**TASK OBJECTIVE:** Everything from the line containing "Task: point out each instance of the skyscraper" to the last line of the records must be returned verbatim; nothing else belongs in the output.

**Extracted data entries:**
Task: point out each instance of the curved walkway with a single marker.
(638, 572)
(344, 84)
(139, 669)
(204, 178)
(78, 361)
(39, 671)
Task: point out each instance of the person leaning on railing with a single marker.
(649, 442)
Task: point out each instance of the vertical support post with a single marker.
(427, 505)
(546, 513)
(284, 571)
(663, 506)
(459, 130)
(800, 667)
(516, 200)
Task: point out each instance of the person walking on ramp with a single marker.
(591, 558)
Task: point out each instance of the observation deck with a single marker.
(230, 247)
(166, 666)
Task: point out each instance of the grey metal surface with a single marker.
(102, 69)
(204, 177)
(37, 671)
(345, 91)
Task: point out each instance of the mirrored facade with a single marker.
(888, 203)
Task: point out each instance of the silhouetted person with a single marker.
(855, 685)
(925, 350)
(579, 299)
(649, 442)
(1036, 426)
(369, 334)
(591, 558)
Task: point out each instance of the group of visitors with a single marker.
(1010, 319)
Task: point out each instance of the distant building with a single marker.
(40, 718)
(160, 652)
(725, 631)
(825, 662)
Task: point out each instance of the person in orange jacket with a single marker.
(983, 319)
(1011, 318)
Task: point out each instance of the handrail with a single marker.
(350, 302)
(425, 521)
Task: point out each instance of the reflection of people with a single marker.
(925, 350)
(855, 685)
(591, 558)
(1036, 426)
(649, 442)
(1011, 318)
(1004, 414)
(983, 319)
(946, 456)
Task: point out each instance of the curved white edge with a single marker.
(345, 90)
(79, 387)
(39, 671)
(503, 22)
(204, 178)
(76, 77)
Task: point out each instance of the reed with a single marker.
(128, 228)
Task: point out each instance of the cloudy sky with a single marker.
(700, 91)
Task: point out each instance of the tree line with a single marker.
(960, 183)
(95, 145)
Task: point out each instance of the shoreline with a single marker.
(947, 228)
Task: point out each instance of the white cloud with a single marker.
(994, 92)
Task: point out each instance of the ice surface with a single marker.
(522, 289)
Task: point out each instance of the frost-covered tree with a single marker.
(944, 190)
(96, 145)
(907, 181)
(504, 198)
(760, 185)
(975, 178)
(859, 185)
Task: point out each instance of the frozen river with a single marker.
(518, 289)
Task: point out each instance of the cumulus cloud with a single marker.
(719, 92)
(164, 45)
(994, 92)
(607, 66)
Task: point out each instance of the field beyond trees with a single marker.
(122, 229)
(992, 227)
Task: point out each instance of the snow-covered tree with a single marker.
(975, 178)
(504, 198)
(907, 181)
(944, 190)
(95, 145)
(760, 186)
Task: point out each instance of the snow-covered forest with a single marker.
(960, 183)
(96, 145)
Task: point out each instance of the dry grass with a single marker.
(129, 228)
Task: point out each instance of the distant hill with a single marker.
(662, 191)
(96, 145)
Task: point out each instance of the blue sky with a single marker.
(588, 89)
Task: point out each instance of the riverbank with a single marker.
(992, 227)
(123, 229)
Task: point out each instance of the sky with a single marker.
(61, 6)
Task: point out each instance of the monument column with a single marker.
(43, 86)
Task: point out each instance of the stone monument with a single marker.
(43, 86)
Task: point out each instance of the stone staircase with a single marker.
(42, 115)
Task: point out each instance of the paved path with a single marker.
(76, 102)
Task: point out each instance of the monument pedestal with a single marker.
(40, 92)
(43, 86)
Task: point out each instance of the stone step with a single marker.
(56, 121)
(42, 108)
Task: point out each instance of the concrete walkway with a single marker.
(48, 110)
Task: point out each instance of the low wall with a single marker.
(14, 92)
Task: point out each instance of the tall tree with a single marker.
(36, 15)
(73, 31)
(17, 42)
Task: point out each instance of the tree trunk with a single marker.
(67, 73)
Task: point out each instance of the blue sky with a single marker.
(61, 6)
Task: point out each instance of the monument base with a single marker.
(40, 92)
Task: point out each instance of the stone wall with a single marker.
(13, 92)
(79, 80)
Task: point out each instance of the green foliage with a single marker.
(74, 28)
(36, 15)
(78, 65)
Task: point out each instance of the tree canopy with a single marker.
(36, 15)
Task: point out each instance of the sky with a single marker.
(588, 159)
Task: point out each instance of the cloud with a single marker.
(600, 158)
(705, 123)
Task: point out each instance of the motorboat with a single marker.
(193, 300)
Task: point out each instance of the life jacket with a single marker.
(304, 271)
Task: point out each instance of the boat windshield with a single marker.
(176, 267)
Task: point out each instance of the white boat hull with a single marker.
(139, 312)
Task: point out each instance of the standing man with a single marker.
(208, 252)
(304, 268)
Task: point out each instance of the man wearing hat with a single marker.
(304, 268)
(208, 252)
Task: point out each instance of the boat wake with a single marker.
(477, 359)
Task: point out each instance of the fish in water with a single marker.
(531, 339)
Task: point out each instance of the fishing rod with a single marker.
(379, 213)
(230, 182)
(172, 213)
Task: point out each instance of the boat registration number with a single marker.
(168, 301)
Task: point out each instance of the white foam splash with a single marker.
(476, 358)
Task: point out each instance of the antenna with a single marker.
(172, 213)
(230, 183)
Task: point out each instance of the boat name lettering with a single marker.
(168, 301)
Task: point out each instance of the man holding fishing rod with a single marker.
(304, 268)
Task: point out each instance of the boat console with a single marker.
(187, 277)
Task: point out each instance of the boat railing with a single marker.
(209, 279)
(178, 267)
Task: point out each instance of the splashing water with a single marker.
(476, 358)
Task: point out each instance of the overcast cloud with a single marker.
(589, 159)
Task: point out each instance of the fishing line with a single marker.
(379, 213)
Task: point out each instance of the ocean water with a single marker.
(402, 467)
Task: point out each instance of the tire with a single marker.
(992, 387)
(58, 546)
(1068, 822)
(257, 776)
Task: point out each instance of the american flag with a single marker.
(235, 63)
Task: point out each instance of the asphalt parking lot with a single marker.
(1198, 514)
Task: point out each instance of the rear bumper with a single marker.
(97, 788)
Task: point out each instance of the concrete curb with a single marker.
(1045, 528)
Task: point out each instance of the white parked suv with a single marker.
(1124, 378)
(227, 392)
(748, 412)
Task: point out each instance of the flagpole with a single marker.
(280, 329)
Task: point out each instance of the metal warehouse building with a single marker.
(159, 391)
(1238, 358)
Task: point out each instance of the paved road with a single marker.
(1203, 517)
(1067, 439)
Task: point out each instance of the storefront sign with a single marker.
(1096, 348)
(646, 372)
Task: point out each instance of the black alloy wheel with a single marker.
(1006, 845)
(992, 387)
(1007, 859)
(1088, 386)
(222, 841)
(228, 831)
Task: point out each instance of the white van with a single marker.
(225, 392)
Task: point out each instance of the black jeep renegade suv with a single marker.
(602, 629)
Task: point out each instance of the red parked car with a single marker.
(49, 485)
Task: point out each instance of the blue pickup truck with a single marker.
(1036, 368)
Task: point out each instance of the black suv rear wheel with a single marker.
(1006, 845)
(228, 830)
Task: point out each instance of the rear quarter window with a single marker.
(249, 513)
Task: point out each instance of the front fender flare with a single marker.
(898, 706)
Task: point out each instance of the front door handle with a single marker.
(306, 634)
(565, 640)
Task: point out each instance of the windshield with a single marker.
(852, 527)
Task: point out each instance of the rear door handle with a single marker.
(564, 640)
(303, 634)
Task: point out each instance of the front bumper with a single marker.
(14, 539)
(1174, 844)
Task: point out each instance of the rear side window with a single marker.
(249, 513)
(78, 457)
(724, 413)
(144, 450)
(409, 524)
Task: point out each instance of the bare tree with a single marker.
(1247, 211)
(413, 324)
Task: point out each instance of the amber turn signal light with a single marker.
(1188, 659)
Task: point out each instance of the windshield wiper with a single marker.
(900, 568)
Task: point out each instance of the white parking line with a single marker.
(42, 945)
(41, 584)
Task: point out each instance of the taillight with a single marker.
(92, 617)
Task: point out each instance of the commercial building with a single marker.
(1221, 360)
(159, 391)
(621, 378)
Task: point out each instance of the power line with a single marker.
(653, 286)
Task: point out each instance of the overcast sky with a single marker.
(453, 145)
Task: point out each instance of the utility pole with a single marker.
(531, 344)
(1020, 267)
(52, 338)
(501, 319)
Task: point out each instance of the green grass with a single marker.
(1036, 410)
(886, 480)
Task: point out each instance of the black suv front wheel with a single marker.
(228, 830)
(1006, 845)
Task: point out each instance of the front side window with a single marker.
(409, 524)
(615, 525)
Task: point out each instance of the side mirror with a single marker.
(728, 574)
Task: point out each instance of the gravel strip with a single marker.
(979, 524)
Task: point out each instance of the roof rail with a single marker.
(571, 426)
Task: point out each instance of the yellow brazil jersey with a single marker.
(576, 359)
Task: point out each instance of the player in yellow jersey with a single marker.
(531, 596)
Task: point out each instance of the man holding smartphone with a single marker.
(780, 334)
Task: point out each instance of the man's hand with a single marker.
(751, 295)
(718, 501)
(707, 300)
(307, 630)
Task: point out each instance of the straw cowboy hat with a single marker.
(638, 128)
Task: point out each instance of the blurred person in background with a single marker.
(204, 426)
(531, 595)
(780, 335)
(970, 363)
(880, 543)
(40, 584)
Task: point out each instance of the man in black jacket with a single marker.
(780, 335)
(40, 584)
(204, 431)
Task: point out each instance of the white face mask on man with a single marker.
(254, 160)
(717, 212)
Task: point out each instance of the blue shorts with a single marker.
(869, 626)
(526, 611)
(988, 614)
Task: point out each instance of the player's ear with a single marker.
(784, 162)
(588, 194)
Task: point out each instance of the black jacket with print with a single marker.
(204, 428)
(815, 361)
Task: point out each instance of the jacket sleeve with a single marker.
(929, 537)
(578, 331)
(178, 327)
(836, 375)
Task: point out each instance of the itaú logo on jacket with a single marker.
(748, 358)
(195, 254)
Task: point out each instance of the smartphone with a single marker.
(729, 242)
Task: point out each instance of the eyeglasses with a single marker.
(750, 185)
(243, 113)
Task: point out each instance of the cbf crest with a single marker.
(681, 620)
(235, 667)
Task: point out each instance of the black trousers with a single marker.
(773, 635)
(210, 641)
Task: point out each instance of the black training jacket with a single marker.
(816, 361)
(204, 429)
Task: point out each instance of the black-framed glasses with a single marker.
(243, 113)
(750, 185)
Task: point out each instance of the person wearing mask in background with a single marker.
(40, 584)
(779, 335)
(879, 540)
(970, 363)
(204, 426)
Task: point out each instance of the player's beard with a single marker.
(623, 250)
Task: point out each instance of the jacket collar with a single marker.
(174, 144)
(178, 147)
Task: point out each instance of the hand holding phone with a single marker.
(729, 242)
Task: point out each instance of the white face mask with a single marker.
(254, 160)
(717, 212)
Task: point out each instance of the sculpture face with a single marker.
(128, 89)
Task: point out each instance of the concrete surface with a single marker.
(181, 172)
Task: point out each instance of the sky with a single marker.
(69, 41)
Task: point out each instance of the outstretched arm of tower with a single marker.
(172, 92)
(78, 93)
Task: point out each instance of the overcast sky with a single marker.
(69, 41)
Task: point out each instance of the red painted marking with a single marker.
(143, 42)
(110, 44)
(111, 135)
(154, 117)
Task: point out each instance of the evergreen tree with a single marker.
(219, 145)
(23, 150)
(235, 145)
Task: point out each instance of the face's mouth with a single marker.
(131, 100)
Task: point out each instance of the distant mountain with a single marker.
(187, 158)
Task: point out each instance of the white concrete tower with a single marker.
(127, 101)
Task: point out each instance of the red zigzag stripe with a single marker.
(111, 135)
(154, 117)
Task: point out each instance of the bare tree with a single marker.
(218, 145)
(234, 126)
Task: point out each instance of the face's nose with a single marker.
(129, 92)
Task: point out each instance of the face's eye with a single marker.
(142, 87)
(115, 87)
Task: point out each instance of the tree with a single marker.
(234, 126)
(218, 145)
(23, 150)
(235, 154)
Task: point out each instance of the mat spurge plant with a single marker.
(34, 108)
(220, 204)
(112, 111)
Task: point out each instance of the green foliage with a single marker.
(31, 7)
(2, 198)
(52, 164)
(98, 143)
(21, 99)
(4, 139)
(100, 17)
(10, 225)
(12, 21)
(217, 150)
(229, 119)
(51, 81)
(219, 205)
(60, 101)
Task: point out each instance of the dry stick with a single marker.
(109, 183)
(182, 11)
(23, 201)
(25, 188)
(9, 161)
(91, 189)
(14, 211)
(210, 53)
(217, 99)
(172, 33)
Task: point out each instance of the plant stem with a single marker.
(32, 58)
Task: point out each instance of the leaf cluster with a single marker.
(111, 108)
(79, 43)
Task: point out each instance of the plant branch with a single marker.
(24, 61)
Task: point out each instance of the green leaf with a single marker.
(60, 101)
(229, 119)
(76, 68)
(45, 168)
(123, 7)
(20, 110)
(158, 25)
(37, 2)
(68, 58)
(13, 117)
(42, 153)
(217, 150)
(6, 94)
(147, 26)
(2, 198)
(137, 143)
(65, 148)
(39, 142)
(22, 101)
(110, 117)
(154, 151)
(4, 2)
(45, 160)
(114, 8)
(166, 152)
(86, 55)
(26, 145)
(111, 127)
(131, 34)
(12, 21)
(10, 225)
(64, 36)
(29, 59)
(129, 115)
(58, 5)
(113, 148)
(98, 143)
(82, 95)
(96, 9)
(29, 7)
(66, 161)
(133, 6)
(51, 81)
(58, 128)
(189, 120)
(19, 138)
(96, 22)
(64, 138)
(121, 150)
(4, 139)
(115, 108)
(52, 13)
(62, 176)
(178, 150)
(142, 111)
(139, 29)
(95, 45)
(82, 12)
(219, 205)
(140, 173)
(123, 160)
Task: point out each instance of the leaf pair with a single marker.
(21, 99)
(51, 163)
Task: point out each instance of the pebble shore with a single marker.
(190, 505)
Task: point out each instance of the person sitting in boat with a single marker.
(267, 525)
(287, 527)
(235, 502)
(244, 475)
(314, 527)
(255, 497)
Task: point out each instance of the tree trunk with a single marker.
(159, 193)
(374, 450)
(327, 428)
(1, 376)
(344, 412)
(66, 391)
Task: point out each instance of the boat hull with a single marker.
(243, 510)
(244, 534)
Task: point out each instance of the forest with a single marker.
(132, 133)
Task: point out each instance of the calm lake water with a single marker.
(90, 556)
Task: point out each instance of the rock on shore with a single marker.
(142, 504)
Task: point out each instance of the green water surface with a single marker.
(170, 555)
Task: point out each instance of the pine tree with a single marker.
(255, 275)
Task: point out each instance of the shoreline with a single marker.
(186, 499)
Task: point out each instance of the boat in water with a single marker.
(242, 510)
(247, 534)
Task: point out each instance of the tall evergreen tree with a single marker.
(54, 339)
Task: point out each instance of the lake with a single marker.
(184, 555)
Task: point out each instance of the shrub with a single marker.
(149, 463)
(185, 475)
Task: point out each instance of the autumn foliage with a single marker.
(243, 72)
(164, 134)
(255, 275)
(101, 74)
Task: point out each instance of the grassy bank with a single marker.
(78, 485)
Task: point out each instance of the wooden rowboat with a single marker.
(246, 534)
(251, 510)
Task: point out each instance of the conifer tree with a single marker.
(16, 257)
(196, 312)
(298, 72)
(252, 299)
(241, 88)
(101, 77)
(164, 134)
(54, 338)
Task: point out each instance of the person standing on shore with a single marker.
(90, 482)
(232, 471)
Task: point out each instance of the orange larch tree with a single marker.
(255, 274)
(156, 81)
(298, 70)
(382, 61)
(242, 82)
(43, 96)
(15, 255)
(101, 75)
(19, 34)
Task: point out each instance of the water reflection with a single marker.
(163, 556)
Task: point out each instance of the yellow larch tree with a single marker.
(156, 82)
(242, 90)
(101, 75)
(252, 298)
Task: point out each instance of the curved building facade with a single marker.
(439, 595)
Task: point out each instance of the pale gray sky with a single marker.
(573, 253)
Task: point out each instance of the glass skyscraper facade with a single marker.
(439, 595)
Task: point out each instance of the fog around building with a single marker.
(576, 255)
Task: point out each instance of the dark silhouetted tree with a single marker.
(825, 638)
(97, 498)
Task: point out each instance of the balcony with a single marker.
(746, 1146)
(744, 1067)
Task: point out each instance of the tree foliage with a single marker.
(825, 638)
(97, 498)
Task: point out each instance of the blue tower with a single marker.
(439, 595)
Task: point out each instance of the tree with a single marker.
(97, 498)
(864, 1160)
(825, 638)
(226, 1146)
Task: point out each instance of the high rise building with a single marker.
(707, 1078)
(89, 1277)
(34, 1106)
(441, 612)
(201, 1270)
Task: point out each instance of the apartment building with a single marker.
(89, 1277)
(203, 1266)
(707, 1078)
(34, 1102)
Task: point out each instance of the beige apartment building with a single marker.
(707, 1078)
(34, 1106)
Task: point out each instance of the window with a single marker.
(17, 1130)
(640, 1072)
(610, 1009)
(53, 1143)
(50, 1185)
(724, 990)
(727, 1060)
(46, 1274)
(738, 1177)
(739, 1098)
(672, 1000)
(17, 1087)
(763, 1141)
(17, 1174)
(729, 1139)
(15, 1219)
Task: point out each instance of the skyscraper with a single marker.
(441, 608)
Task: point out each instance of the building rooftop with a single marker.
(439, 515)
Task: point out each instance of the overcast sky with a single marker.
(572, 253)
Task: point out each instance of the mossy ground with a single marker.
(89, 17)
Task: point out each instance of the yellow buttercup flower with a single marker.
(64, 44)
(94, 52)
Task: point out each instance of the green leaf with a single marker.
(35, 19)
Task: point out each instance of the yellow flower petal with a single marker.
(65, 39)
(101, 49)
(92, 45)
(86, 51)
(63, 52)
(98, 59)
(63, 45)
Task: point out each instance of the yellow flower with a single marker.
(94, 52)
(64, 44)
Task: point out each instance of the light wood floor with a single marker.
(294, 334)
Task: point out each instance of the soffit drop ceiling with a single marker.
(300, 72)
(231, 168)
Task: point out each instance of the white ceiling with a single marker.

**TASK SOLUTION:**
Task: point out each instance of the skyscraper with a single marker.
(441, 608)
Task: point out each instance of the building rooftop with a single marker.
(439, 515)
Task: point out each instance of the overcast sky with a single marker.
(572, 253)
Task: point out each instance of the mossy ground with a single marker.
(89, 17)
Task: point out each instance of the yellow buttercup flower with a single marker.
(64, 44)
(94, 52)
Task: point out each instance of the green leaf with a single marker.
(35, 19)
Task: point out each instance of the yellow flower petal with a single marker.
(65, 39)
(101, 49)
(92, 45)
(86, 51)
(63, 52)
(98, 59)
(63, 45)
Task: point out each instance of the yellow flower with a single marker.
(94, 52)
(64, 44)
Task: point out each instance of the light wood floor with a single marker.
(294, 334)
Task: point out each instance of the soffit drop ceiling with a single marker.
(300, 72)
(231, 168)
Task: point out each instance of the white ceiling with a single marker.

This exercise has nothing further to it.